# To do:
Omit the pictures and return exactly the stretch of the material below from the line with "Outline every instance of the blue, white" through the line with "Outline every instance of the shaded".
——
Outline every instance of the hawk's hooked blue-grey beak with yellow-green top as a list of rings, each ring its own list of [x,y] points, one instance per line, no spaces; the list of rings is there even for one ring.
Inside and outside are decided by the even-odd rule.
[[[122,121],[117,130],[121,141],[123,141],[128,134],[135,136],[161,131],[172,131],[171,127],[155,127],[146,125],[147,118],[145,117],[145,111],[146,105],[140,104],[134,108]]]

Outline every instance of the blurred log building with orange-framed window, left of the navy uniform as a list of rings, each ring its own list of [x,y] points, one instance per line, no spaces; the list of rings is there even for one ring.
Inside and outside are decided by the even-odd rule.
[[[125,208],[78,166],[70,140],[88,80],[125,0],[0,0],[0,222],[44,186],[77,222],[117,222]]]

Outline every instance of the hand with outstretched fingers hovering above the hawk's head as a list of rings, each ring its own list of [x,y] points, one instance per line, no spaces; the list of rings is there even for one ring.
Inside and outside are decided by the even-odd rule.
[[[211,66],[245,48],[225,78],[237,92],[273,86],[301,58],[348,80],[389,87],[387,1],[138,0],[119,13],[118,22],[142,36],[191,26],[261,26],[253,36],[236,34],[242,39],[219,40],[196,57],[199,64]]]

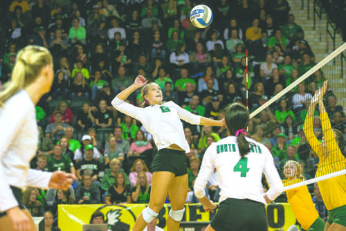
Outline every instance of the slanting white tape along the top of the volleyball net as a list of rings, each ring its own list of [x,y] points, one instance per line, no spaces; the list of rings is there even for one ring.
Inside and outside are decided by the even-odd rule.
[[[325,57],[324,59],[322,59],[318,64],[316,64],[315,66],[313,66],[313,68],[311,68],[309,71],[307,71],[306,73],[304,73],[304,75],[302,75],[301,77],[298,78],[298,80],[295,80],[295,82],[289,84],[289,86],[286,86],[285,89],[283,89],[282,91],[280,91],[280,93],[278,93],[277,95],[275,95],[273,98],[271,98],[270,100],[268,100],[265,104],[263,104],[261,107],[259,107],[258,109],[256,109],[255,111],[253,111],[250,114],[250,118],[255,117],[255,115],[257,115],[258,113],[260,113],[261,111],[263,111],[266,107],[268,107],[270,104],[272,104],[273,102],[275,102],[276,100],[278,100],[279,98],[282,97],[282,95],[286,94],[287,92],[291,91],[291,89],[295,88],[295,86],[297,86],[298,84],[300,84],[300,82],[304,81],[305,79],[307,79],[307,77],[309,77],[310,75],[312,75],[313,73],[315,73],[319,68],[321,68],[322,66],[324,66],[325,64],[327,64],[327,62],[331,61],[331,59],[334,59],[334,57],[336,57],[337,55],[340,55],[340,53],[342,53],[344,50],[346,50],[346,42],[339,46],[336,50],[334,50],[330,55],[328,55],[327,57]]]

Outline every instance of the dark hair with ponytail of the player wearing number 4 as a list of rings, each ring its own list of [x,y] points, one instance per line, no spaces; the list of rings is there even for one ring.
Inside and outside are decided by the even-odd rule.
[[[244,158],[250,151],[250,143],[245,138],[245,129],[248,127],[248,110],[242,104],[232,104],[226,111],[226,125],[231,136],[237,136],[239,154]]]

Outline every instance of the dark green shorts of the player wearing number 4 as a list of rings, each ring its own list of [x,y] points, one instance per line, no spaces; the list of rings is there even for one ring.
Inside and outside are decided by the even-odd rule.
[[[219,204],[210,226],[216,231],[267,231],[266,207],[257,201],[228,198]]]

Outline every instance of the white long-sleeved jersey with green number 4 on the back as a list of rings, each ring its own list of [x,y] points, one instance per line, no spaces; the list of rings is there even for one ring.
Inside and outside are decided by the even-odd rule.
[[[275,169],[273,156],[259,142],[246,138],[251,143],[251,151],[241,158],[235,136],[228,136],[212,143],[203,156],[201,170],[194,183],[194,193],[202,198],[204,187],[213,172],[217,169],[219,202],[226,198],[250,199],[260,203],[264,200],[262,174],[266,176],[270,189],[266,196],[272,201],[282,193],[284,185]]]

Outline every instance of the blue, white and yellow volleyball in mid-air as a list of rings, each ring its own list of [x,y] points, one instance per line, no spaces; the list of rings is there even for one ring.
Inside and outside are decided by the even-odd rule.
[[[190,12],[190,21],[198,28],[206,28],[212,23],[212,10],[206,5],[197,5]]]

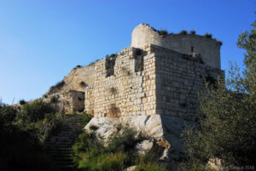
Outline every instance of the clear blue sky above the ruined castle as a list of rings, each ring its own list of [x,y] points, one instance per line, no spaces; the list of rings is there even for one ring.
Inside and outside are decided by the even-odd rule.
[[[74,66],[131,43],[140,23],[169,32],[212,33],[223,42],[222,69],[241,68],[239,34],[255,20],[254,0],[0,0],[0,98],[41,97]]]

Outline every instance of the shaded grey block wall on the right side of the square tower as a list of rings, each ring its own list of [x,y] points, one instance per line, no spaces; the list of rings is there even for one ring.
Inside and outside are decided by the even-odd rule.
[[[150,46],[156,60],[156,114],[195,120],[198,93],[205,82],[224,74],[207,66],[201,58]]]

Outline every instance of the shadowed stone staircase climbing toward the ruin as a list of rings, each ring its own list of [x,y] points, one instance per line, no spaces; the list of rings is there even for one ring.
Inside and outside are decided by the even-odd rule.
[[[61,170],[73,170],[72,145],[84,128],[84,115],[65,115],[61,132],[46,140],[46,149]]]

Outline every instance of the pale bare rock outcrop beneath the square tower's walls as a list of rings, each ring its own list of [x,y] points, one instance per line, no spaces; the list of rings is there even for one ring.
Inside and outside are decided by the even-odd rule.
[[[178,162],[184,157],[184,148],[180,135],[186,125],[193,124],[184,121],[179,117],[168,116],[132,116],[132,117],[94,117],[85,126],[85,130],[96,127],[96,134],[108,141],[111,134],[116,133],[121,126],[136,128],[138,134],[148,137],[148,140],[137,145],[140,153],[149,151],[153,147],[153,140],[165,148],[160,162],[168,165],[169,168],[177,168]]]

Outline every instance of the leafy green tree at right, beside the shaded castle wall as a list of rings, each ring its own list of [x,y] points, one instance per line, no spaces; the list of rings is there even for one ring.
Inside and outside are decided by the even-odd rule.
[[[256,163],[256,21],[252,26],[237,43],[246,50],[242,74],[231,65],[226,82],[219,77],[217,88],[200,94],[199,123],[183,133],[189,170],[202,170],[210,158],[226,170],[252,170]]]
——
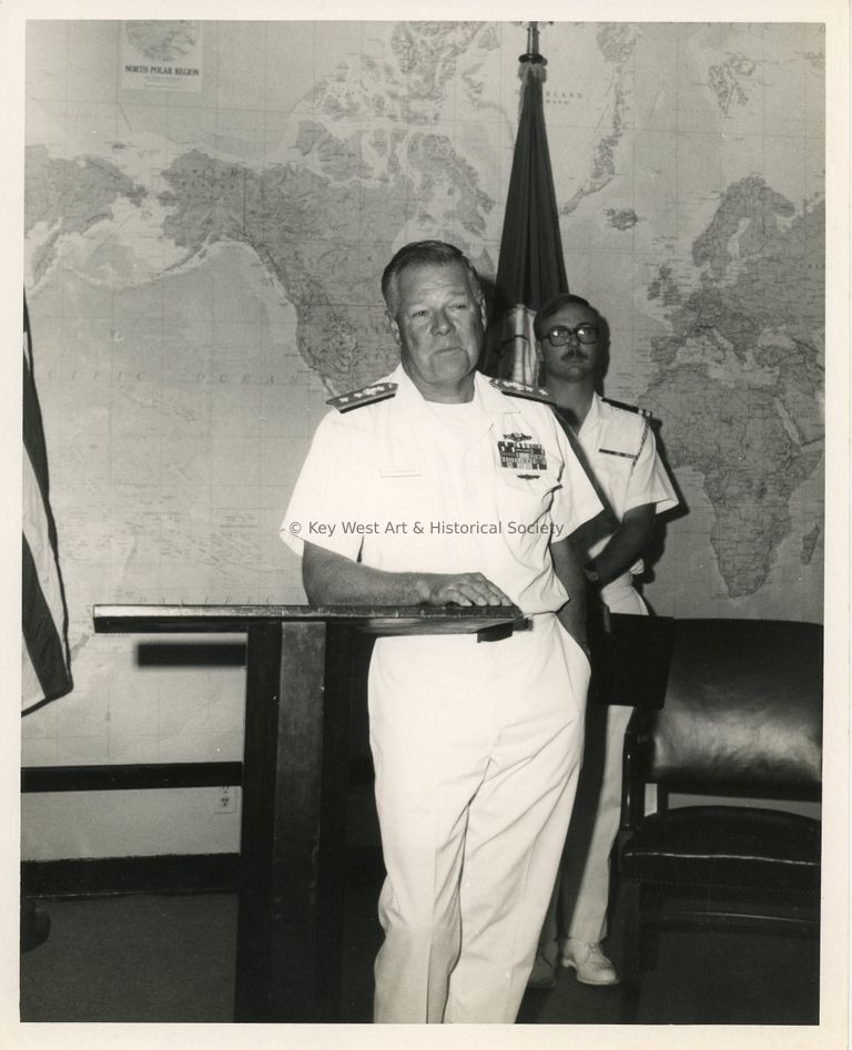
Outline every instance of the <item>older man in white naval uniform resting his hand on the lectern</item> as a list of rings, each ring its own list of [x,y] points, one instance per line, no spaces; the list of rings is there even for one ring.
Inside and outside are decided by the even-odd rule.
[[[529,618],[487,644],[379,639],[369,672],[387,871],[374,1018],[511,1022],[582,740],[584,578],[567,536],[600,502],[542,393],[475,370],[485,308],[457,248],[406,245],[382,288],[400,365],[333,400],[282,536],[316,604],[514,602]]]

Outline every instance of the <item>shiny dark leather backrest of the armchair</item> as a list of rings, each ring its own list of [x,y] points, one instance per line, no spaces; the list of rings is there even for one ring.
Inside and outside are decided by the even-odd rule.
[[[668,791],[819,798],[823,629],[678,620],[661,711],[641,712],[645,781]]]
——
# Answer to this task:
Outline every instance of the blue, white and yellow volleyball in mid-air as a list of rings, each ring its own list of [x,y] points, one instance per line, no spaces; the list of rings is there even for one ring.
Inside and outside are decided by the even-odd rule.
[[[190,12],[190,21],[198,28],[206,28],[212,23],[212,10],[206,5],[197,5]]]

Outline every instance of the clear blue sky above the ruined castle as a list of rings, each ring its own list of [x,y] points, one instance per line, no spaces; the list of rings is there even for one ring.
Inside and outside are decided by the even-odd rule.
[[[74,66],[131,43],[140,23],[169,32],[212,33],[223,42],[222,69],[241,68],[239,34],[255,20],[254,0],[0,0],[0,98],[41,97]]]

Outline every instance of the shaded grey block wall on the right side of the square tower as a list of rings, each ring its own list of [x,y] points, one instance per line, no spaces; the list of rings is there even for one ring.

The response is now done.